• [Supplied passage]
Text Embeddings (3/3) - Conclusion

June 24, 2022 2 minute read

Introduction

This is the third of three articles on text embeddings for beginners:

Text Embeddings (1/3) - Explanation
Text Embeddings (2/3): Computation
Text Embeddings (3/3) - Conclusion (you are here)

Here you may find my concluding thoughts on text embeddings.

Pros and Cons of Text Embeddings

Pros

Text embeddings capture the true semantic relationship between texts. This works much better than any of keywords search or words statistics comparison. This provides the possibility to search for similar texts and to compare texts.
Feature Extraction. Text embeddings serve as effective features for other traditional machine learning algorithms for text classification, clustering, etc.

Cons

Text embedding methods I’ve studied so far all struggle to understand negation. For example: I like coffee and I do not like coffee can produce text embeddings, which are located very close to each other in the embeddings space, despite having an opposite meaning.

• [Short task 1]
Can you return the passage of the text embeddings article from "Feature Extraction. Text" to "classification, clustering, etc.", word for word?
• [Short task 2]
Which article titles does the text embeddings article list for its three-part series for beginners?
• [Short task 3]
Could you continue the text embeddings article from where it stops?

• [Extracted records]
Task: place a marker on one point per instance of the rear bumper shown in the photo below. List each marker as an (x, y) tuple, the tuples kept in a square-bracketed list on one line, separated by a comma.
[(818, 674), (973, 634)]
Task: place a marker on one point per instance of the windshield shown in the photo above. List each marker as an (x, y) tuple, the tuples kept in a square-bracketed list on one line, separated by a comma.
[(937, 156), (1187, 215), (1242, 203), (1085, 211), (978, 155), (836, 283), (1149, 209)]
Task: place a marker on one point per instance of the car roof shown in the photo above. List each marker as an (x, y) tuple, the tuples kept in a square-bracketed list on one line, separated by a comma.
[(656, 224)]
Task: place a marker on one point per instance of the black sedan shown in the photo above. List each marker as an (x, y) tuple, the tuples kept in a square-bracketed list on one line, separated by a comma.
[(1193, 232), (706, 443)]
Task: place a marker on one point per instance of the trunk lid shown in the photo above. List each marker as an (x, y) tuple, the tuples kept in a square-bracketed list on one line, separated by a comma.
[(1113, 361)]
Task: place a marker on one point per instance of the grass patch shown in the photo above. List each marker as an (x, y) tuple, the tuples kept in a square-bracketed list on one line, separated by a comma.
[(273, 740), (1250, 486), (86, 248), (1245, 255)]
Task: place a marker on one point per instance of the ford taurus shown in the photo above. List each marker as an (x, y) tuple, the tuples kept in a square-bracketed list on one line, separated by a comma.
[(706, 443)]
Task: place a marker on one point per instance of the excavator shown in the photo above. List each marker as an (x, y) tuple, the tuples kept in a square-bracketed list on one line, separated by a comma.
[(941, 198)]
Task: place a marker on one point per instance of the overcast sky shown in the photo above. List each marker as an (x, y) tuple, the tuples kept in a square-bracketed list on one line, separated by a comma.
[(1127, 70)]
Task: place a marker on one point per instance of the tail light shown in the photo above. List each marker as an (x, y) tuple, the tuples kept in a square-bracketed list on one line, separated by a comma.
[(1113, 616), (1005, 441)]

• [Task response 1]
Feature Extraction. Text embeddings serve as effective features for other traditional machine learning algorithms for text classification, clustering, etc.

• [Task response 2]
Text Embeddings (1/3) - Explanation
Text Embeddings (2/3): Computation
Text Embeddings (3/3) - Conclusion

• [Task response 3]
The number of dimensions of embeddings is fixed. We still do not know what is the optimal dimensionality to describe the world, nor how to add new dimensions to already pre-trained word embeddings, if it is not enough. A typical NLP system lacks any tools to change embeddings dimensionality.
Text embeddings are fixed. Because they are produced by a model with fixed weights on the base of word embeddings, which are also pre-trained. A typical NLP system lacks any tools to adjust model weights to new information. This is different from how human brain is changing when it grasps new ideas and concepts.
Thus text embeddings may not perform well on some specific tasks, as they are trained on diverse datasets and might not capture the nuances of certain domains.
Poor interpretability. Interpreting the meaning of individual dimensions in an embedding space can be challenging, making it difficult to understand why certain comparisons yield specific results.

Conclusion

Text embeddings revolutionized text comparison and processing. They represent entire documents as vectors in a continuous vector space. Which makes it possible to compute similarity of texts, find “mean value” of two texts and do other vector tricks.

Yet I believe this is not the end stop, as there are ways for improvement. A better and adjustable solution is yet to be discovered.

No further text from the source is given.